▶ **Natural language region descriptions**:
****

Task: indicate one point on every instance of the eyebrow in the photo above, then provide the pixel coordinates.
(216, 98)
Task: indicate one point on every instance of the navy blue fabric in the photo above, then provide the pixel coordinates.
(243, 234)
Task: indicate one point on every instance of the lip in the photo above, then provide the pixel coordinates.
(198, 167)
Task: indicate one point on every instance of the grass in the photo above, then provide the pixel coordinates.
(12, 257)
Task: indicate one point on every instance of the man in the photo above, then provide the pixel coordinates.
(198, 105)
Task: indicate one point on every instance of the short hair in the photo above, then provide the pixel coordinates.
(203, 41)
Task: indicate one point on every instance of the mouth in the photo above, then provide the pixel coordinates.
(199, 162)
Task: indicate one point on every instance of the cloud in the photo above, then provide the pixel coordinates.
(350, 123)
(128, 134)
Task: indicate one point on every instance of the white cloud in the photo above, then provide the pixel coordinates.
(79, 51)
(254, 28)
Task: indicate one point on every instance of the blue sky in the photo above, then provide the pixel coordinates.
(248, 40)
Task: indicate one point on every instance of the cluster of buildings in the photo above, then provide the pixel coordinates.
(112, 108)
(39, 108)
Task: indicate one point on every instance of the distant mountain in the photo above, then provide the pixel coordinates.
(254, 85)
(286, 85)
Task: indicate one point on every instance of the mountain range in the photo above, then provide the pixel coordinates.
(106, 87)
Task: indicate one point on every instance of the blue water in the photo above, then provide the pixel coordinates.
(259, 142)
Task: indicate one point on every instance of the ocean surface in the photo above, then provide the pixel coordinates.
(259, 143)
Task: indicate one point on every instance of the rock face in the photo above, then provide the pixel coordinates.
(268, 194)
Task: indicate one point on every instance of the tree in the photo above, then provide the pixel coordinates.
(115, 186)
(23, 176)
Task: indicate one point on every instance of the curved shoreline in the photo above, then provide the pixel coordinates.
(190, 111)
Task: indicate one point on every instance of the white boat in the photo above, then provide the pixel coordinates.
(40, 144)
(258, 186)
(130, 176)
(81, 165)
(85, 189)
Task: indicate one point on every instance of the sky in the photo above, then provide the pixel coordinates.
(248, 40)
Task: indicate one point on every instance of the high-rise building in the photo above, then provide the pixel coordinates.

****

▶ **What this task involves**: Please output each entry above exactly, leaving nothing out.

▶ **Output for this task**:
Task: indicate one point on every instance of the eyebrow in the photo above, then provide the pixel coordinates.
(216, 98)
Task: indicate one point on every instance of the navy blue fabric in the photo above, then provide the pixel coordinates.
(243, 234)
Task: indicate one point on every instance of the lip in the photo above, then provide the pixel coordinates.
(198, 167)
Task: indicate one point on every instance of the grass in the photo above, then provide the pixel coordinates.
(12, 257)
Task: indicate one point on every instance of the man in the photo above, then provide the pixel coordinates.
(198, 105)
Task: indicate one point on every instance of the short hair in the photo above, then provide the pixel coordinates.
(203, 41)
Task: indicate one point on every instance of the mouth in the photo above, then provide the pixel coordinates.
(199, 162)
Task: indicate one point on every instance of the cloud in the photo above, then provide the pixel coordinates.
(350, 123)
(128, 134)
Task: indicate one point on every instance of the white cloud in the photo above, then provide the pixel coordinates.
(79, 51)
(254, 28)
Task: indicate one point on every instance of the blue sky in the photo above, then provide the pixel coordinates.
(248, 40)
Task: indicate one point on every instance of the cluster of buildings in the photo above, then provide the pixel coordinates.
(112, 108)
(39, 108)
Task: indicate one point on every instance of the distant mountain in the photo above, then provide the pixel coordinates.
(254, 85)
(286, 85)
Task: indicate one point on every instance of the mountain range in the photo above, then provide the pixel coordinates.
(106, 87)
Task: indicate one point on every instance of the blue water in the photo above, then provide the pixel coordinates.
(259, 142)
Task: indicate one point on every instance of the ocean surface in the photo above, then provide the pixel coordinates.
(259, 143)
Task: indicate one point on every instance of the rock face in the photo above, then provide the pixel coordinates.
(268, 194)
Task: indicate one point on every instance of the tree in the photo above, then provide the pixel coordinates.
(115, 186)
(23, 176)
Task: indicate one point on every instance of the curved shoreline in the photo above, then provide the pixel coordinates.
(190, 111)
Task: indicate one point on every instance of the white boat in the photo above, then provide the pixel coordinates.
(40, 144)
(258, 186)
(130, 176)
(81, 165)
(85, 189)
Task: indicate one point on every instance of the sky in the photo above, then provide the pixel coordinates.
(248, 40)
Task: indicate one point on every instance of the high-rise building in the photo above, then provide the pixel coordinates.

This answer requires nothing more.